[EXERCISE INSTRUCTIONS]: Render the lines from the beginning of the entries through the line containing "[[[370,336],[372,234],[351,244],[232,336]]]", both ends included, as a numbered list with blank lines omitted. Leave the pictures out of the list.

# # #

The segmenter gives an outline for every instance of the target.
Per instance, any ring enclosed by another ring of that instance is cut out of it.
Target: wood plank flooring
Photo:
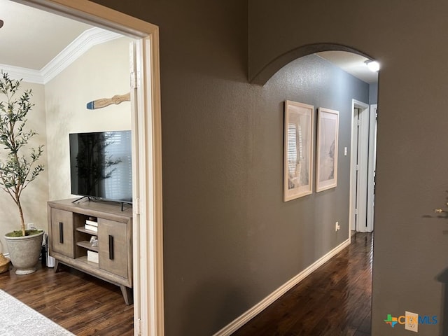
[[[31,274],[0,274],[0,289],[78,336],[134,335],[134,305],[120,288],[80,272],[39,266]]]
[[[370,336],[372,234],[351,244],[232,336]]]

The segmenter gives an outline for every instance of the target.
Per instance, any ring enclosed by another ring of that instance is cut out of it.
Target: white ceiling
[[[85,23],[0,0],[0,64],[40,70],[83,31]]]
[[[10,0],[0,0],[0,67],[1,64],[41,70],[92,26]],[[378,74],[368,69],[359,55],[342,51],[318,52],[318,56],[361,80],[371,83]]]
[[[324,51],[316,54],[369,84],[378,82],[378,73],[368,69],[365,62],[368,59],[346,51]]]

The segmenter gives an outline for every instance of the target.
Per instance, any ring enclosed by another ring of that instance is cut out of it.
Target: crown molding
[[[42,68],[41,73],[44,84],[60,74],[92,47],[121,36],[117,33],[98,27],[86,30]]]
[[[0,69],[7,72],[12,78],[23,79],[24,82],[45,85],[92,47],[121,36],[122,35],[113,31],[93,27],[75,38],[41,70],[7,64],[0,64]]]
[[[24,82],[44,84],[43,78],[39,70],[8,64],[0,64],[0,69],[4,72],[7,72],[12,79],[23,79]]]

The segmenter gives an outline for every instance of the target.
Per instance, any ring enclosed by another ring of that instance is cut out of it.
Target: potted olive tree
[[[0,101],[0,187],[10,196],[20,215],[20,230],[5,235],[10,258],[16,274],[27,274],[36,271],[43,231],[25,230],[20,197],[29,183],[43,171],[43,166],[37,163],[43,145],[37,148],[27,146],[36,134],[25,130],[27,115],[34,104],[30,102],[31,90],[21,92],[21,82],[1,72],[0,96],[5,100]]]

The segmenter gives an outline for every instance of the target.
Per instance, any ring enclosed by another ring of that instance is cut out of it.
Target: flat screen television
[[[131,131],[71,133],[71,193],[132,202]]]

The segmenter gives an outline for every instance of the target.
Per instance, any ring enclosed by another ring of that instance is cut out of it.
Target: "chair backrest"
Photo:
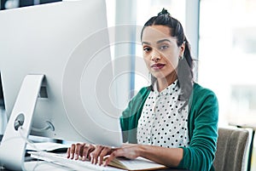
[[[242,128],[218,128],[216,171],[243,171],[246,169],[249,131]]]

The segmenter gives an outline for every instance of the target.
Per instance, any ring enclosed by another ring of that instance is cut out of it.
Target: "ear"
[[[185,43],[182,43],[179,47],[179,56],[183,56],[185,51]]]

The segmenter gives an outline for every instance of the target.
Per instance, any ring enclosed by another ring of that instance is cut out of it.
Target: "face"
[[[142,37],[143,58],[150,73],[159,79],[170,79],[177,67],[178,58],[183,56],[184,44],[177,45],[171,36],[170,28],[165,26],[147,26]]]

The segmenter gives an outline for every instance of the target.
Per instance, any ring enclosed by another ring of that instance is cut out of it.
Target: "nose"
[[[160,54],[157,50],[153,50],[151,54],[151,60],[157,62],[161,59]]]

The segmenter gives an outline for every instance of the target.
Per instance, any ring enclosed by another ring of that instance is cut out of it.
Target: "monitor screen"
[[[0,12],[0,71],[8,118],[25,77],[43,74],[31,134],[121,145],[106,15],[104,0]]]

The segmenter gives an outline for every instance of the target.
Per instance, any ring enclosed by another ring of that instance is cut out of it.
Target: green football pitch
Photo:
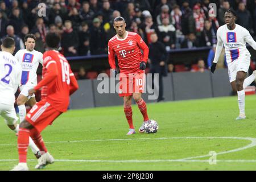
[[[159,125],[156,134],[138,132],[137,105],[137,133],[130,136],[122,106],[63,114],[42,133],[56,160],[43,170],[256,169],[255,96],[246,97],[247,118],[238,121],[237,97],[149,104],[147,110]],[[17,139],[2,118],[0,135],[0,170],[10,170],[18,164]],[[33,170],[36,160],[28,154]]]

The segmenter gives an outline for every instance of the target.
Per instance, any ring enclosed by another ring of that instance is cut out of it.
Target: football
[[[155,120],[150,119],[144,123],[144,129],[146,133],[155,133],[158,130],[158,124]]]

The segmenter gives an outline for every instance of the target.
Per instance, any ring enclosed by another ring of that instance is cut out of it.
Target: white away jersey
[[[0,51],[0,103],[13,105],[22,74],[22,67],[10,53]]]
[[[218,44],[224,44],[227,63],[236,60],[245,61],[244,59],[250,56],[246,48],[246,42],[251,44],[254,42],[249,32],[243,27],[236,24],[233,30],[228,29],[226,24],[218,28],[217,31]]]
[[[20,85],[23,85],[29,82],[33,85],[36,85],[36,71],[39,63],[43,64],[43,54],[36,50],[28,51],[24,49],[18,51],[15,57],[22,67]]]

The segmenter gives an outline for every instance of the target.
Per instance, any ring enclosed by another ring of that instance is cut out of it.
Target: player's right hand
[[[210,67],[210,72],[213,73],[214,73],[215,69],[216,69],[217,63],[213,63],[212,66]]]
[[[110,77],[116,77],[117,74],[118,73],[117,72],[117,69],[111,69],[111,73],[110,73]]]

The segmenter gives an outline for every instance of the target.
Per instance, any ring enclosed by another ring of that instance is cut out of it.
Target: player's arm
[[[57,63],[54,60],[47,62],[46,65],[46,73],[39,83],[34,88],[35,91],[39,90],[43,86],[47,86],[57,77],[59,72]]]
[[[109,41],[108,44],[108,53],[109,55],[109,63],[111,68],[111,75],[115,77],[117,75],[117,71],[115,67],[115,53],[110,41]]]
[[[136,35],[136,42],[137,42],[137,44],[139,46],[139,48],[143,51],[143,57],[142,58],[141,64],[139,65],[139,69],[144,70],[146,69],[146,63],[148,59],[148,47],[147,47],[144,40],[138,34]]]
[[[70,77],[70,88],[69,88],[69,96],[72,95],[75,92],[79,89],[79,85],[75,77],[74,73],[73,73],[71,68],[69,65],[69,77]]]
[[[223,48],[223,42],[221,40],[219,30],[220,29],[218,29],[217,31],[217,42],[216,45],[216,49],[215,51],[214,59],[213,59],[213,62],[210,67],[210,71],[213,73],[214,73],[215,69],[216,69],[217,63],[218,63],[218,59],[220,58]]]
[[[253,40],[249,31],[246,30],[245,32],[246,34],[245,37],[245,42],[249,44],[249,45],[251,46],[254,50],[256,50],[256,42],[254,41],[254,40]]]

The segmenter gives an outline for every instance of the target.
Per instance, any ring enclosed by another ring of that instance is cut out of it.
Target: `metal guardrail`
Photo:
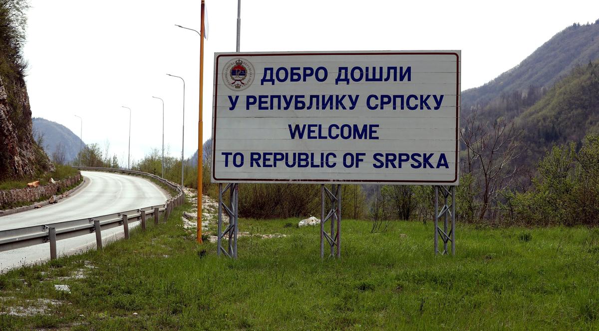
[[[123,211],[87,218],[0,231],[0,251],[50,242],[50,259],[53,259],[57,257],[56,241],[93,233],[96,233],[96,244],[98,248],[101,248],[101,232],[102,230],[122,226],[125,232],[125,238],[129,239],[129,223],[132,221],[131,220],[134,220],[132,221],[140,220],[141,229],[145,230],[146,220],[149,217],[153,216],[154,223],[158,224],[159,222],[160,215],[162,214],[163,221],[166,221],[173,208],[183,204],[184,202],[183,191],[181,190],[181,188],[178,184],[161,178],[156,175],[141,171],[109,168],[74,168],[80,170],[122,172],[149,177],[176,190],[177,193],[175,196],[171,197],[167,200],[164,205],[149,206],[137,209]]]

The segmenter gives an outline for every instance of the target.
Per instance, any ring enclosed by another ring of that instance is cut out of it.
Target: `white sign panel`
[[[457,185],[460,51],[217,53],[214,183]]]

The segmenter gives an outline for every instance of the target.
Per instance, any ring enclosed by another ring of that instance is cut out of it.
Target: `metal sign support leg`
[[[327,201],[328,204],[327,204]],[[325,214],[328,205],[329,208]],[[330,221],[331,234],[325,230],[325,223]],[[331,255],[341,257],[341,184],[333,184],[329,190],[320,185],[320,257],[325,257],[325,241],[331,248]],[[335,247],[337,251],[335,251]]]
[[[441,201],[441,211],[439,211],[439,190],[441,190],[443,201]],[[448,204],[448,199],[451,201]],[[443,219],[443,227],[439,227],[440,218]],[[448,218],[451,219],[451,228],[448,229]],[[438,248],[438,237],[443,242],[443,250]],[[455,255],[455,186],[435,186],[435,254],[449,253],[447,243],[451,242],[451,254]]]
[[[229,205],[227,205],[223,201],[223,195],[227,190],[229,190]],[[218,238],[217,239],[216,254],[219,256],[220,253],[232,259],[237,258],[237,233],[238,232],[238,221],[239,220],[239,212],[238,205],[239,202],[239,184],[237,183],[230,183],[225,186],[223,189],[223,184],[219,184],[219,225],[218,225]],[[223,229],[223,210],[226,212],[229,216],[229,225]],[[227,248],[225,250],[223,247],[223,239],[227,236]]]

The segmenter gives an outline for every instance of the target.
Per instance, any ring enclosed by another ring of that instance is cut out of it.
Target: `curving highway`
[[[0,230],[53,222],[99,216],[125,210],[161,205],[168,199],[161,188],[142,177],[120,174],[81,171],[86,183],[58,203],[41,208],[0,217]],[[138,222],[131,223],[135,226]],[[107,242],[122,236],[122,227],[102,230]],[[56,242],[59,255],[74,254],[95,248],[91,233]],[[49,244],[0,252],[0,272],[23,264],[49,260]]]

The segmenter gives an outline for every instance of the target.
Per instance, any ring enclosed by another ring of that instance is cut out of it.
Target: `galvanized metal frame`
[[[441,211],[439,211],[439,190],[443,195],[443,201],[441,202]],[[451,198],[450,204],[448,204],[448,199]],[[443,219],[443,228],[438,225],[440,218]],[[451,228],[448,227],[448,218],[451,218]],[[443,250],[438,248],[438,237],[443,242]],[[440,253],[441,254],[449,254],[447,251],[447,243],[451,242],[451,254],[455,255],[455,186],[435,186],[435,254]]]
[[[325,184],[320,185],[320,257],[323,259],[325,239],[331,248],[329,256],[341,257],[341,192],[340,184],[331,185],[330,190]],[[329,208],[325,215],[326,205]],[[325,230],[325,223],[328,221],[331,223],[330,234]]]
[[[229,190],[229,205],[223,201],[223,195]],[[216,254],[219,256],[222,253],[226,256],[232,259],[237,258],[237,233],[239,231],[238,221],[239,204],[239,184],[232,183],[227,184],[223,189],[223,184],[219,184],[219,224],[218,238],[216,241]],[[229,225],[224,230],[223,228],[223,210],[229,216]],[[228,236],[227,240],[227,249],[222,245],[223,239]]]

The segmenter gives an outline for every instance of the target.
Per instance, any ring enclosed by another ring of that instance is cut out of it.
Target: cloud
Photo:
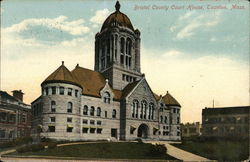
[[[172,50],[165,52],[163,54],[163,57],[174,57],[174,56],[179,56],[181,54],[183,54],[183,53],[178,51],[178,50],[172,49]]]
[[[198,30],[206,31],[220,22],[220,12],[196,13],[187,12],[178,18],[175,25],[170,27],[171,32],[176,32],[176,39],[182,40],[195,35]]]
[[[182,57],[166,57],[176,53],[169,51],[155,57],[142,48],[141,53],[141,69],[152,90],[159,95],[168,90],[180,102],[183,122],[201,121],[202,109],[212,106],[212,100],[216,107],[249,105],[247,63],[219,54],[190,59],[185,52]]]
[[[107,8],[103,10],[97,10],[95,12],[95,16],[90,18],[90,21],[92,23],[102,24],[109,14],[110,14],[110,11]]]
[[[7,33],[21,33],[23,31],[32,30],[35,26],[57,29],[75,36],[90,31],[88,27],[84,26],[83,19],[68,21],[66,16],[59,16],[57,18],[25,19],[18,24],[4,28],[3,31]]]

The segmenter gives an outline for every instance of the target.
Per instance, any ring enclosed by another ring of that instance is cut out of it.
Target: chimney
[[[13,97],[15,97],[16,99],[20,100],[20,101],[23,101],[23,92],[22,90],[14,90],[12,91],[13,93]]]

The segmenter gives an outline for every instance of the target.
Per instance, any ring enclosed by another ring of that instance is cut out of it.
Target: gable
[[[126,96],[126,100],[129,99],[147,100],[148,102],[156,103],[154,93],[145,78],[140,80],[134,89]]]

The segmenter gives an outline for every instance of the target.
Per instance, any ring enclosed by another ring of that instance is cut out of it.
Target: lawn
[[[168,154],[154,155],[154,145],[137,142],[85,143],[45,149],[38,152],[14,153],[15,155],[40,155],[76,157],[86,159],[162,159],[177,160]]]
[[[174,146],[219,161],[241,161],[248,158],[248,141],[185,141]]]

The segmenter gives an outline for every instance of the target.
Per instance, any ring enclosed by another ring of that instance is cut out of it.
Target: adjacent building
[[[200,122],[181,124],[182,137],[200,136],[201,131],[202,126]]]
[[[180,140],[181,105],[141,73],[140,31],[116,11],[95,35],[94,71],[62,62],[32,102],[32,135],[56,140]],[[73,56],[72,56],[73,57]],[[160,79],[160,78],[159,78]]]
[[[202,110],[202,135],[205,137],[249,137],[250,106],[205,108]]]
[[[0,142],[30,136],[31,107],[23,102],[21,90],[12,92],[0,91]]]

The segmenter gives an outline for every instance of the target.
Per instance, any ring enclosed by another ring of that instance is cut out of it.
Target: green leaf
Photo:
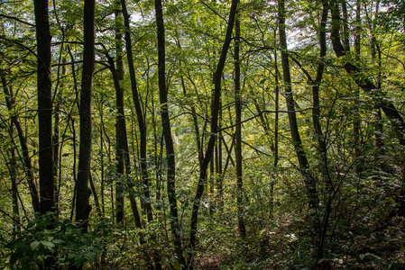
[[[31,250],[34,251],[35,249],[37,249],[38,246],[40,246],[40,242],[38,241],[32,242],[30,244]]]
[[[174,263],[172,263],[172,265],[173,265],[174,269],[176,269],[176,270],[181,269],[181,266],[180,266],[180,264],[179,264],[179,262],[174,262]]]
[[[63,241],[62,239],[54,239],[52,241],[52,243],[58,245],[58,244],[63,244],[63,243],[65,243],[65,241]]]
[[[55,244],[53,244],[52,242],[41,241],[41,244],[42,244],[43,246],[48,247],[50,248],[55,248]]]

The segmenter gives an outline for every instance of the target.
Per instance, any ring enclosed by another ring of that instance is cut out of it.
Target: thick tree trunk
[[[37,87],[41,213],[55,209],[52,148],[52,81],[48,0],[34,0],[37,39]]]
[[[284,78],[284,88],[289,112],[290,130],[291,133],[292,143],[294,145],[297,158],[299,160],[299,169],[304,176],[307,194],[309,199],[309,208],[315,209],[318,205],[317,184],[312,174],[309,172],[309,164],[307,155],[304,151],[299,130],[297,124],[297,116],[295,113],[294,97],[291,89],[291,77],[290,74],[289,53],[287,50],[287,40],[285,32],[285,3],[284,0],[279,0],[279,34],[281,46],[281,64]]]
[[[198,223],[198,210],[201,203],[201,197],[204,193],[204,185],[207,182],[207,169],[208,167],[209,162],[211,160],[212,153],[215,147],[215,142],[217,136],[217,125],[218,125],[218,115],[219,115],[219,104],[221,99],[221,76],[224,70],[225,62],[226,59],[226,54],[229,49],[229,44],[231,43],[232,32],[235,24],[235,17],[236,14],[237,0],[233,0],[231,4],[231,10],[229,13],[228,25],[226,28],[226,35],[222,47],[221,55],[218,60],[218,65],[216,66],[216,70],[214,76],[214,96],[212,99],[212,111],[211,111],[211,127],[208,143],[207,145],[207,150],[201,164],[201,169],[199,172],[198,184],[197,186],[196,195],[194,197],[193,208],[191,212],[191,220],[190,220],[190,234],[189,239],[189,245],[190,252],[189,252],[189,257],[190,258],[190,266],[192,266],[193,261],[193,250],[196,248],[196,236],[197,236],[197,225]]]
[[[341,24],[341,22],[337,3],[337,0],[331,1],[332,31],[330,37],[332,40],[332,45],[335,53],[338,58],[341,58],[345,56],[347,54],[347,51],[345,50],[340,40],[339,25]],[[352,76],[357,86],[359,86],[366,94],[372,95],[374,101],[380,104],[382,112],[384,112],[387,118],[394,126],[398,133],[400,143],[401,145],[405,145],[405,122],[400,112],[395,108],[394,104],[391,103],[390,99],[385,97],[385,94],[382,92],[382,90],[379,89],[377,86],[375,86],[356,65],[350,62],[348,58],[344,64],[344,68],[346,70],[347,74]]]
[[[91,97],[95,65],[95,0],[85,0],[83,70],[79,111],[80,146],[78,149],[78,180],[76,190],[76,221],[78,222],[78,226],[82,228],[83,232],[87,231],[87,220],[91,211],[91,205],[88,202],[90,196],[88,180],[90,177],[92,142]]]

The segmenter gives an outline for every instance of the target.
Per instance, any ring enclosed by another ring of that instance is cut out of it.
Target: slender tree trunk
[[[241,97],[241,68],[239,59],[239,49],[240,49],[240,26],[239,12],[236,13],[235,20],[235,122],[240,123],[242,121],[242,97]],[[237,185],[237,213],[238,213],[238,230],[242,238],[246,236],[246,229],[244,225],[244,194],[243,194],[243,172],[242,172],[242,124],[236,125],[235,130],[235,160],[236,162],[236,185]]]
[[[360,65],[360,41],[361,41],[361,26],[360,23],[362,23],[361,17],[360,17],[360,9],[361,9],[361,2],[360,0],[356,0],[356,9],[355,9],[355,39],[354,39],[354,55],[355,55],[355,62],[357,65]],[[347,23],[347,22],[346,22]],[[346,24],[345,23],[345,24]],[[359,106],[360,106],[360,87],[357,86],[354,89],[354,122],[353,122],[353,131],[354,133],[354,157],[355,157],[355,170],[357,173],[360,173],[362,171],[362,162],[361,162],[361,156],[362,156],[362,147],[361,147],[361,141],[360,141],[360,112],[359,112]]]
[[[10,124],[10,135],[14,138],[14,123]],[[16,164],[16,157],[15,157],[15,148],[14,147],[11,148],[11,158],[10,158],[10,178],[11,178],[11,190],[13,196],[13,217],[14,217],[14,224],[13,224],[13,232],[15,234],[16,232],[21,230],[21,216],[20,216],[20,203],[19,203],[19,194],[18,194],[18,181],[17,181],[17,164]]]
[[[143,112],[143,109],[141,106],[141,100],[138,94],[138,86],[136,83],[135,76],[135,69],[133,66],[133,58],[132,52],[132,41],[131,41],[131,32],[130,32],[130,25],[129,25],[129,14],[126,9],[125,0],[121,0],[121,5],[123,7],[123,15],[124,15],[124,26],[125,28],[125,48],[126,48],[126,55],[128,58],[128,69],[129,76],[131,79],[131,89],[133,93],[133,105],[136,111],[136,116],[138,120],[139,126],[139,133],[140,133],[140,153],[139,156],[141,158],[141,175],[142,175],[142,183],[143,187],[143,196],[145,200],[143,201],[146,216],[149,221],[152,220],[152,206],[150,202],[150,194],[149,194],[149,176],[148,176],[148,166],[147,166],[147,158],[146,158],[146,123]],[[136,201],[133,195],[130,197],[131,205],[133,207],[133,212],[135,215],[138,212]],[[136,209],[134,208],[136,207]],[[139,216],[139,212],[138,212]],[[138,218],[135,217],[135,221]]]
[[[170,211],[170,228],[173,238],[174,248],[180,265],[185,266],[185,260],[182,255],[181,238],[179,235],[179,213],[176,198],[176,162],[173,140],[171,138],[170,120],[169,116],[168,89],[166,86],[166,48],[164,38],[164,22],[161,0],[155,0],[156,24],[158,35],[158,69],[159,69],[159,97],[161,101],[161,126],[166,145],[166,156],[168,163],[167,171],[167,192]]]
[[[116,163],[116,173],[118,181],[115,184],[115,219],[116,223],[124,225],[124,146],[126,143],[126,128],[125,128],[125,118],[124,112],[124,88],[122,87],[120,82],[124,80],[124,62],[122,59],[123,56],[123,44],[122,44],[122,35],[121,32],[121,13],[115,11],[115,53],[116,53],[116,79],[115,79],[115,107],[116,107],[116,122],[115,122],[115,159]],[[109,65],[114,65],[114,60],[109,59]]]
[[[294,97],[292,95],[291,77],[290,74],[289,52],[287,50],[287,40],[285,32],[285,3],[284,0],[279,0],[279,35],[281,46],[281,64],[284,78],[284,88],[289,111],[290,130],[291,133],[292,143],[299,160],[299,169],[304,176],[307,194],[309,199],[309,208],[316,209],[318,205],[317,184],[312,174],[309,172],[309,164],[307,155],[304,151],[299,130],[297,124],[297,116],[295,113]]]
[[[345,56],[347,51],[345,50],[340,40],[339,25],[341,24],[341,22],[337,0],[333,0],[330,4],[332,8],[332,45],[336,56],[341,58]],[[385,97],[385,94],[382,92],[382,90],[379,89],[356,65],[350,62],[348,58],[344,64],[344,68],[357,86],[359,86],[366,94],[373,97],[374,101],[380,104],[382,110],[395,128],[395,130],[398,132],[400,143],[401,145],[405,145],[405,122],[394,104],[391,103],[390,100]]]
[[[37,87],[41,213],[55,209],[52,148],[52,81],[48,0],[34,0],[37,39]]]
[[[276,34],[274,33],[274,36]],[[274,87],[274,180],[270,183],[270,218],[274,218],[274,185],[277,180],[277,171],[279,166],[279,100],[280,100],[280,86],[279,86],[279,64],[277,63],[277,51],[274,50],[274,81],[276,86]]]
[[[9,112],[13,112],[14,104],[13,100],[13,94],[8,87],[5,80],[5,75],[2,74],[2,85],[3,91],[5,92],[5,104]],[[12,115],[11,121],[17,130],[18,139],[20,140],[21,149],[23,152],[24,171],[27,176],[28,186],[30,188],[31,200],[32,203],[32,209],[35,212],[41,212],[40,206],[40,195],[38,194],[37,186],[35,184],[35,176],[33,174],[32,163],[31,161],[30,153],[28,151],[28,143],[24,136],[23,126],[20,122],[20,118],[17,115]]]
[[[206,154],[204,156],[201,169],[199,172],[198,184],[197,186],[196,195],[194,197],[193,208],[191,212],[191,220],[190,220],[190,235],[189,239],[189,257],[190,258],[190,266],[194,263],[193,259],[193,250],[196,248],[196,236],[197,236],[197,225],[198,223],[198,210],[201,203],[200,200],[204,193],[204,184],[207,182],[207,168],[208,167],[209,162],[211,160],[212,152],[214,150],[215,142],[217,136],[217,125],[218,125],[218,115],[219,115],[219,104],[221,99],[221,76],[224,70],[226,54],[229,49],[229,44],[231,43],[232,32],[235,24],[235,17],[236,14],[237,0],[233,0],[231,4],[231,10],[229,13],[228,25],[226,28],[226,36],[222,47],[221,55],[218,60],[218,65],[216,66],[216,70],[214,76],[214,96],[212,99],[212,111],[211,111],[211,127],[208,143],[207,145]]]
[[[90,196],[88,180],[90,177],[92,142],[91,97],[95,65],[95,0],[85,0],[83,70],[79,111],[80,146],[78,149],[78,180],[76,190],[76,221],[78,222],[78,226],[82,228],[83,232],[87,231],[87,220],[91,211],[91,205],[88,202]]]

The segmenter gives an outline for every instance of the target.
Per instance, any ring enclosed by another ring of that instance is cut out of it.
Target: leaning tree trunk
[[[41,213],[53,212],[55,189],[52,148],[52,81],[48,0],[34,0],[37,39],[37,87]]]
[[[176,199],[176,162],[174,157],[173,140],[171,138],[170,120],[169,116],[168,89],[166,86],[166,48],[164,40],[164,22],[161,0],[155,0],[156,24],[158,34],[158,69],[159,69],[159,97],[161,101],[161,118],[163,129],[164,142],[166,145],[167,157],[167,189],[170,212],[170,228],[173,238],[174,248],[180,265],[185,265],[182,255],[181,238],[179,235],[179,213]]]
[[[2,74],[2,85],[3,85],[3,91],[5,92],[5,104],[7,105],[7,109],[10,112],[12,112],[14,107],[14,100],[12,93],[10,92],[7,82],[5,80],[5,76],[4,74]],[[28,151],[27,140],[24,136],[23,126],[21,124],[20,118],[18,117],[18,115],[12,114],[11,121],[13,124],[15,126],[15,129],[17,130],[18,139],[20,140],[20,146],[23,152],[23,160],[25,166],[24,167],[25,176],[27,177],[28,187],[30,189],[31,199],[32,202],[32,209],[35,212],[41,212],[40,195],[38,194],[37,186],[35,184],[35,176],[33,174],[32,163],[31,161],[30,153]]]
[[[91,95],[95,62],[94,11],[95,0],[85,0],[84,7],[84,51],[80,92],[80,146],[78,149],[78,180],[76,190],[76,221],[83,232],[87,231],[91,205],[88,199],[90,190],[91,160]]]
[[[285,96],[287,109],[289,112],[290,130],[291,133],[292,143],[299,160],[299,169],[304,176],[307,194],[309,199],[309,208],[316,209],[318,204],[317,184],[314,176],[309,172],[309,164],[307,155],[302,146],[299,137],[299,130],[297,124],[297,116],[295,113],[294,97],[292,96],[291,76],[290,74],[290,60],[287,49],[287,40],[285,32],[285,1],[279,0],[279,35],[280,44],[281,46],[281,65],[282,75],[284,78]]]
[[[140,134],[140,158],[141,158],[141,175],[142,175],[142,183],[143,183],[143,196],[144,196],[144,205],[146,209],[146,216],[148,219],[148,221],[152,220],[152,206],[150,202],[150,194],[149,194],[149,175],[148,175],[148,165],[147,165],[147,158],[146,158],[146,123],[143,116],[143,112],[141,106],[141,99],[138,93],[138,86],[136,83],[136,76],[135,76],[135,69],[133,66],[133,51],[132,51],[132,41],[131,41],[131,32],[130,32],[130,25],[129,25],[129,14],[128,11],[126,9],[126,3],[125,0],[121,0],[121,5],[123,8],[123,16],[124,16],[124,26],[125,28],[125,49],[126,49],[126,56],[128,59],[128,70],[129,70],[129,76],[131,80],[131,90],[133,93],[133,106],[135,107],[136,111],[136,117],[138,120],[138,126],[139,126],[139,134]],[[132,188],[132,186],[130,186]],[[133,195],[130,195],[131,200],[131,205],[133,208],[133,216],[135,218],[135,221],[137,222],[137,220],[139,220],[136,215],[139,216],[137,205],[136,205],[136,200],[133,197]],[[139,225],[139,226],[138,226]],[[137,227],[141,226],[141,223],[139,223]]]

# # #

[TASK ANSWER]:
1. The segmenter gives an outline for every instance of the target.
2. Per instance, any ring enclosed by another ring of that instance is cut out of it.
3. Target: wood plank flooring
4. Photo:
5. [[[31,274],[0,274],[0,289],[78,336],[134,335],[134,305],[120,288],[80,272],[39,266]]]
6. [[[370,336],[372,234],[351,244],[232,336]]]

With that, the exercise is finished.